■ **DATA EXTRACT**:

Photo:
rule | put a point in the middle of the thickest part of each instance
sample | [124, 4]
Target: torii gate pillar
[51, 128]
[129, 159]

■ **REQUIREMENT**: Return the whole listing exactly.

■ **WRITTEN SOLUTION**:
Photo:
rule | put a point in the middle of the thickest part of each instance
sample | [124, 4]
Target: torii gate pillar
[51, 128]
[129, 159]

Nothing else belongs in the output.